### Records supplied
# # # #

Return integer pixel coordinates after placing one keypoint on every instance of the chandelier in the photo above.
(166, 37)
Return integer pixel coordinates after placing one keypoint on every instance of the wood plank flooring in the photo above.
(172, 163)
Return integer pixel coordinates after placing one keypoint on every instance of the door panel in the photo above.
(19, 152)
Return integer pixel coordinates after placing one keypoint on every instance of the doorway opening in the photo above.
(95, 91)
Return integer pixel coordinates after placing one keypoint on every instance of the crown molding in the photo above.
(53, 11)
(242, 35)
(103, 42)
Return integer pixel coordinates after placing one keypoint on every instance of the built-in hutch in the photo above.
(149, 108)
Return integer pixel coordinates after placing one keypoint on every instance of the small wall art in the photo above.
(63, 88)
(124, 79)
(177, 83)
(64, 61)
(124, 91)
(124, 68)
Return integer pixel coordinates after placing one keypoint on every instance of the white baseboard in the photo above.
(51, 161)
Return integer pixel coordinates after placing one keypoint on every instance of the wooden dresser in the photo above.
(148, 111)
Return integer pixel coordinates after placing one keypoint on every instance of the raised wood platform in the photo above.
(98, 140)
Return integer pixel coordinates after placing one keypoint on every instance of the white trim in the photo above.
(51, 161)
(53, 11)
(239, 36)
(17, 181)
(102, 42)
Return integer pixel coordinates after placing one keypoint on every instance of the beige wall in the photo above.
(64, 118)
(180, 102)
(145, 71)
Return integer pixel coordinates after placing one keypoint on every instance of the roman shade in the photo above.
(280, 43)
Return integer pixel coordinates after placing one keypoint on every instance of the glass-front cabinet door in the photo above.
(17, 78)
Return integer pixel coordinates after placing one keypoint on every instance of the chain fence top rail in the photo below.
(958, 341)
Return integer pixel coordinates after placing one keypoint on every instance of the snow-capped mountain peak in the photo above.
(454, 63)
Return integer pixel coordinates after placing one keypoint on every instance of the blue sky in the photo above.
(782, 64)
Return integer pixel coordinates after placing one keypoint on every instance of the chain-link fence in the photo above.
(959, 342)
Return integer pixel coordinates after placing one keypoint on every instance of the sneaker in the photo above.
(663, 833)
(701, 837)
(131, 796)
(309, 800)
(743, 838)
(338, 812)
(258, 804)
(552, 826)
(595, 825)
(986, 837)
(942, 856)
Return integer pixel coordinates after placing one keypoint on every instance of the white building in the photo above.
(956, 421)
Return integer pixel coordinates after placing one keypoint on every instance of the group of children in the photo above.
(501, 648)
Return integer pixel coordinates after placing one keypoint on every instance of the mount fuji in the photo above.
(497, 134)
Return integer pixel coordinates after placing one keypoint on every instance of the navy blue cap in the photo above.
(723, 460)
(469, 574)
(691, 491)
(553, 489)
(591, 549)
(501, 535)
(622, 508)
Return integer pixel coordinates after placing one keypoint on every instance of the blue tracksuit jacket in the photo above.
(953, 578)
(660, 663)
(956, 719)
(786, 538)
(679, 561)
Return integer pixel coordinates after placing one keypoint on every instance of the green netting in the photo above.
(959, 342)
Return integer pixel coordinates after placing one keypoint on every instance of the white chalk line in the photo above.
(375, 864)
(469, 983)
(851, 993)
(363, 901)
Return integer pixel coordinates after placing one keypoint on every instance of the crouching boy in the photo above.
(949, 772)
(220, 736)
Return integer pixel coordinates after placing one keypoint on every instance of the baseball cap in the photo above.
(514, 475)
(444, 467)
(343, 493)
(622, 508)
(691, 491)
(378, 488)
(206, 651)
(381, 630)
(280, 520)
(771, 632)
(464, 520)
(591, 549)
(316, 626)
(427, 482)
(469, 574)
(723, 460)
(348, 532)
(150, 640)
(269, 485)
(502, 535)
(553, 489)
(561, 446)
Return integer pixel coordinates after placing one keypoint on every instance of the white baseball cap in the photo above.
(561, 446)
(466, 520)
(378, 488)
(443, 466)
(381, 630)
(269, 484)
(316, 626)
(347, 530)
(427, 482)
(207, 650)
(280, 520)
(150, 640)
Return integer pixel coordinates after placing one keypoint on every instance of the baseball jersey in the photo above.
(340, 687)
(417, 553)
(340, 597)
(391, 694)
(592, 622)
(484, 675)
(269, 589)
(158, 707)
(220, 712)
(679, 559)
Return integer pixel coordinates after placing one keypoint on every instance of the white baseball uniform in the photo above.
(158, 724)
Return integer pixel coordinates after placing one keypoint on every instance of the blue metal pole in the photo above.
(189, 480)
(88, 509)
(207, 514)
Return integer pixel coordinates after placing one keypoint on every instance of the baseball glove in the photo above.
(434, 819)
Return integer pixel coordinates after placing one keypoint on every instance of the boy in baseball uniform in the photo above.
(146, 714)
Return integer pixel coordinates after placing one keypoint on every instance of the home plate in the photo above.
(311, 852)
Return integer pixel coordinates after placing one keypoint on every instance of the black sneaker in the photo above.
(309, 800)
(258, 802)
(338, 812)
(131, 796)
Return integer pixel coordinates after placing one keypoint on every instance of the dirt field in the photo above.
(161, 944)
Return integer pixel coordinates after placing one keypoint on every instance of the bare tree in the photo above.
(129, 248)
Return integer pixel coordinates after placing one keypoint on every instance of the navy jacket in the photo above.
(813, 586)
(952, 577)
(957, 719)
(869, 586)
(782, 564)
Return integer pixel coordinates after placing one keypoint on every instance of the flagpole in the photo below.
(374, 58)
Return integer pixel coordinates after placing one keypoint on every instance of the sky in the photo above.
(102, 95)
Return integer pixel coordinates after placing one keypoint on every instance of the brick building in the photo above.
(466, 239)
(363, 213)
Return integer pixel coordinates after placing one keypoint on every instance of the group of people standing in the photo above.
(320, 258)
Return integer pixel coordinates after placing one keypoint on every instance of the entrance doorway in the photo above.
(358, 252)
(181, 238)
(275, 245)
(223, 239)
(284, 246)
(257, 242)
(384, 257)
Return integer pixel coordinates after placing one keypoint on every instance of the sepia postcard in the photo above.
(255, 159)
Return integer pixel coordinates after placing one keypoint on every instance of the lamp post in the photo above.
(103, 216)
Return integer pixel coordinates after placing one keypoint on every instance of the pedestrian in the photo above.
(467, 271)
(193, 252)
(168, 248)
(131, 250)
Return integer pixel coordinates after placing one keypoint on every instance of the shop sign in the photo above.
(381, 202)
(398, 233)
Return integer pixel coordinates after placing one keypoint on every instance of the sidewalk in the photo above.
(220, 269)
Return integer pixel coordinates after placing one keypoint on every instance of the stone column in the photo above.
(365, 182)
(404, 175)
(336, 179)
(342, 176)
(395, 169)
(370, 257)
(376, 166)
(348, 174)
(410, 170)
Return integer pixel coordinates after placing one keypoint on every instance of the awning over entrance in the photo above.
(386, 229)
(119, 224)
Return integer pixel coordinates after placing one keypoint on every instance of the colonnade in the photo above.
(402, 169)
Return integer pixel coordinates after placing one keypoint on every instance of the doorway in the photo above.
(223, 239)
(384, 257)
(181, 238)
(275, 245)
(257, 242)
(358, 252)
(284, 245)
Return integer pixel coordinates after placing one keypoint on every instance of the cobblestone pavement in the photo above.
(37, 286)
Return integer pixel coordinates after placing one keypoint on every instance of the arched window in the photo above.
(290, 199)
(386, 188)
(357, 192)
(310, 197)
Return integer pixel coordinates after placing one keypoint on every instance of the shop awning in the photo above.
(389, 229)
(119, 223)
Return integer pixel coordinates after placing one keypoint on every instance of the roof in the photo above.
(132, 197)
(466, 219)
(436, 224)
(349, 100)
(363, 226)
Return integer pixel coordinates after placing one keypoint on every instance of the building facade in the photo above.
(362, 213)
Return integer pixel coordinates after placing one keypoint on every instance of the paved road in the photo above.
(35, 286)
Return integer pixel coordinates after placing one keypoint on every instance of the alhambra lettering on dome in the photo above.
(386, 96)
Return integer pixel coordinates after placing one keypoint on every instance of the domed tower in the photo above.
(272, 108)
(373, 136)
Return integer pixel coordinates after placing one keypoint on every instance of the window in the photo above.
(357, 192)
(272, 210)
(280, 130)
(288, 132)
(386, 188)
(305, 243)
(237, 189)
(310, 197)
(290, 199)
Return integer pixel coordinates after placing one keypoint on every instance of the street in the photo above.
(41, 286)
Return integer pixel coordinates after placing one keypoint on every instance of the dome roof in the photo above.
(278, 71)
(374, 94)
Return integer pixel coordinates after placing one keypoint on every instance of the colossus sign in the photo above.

# # # #

Copy out, unchanged, the part of the items above that opens with the line containing "the roof in the photo above." and runs to the end of the items, including both of those end lines.

### Answer
Return integer pixel coordinates after placing one keypoint on every instance of the roof in the photo above.
(132, 197)
(466, 219)
(436, 224)
(349, 100)
(363, 226)
Return integer pixel coordinates after placing one keypoint on every instance of the building facade in the photo above.
(362, 213)
Return integer pixel coordinates after placing one keypoint on every instance of the paved road in the photo above.
(35, 286)
Return integer pixel coordinates after placing one keypoint on every instance of the alhambra lettering on dome in the photo above.
(386, 96)
Return integer pixel coordinates after placing one keypoint on every instance of the domed tower in the photo above.
(272, 108)
(373, 136)
Return integer pixel coordinates after placing one keypoint on every instance of the window in the photo above.
(357, 192)
(272, 210)
(280, 130)
(288, 132)
(386, 188)
(305, 243)
(237, 189)
(310, 197)
(290, 199)
Return integer pixel coordinates after placing one keypoint on every instance of the street in the photo above.
(41, 286)
Return integer pixel coordinates after placing one keypoint on every instance of the dome roof in the photo above.
(278, 71)
(374, 94)
Return integer pixel coordinates after placing one keypoint on every instance of the colossus sign in the photo above.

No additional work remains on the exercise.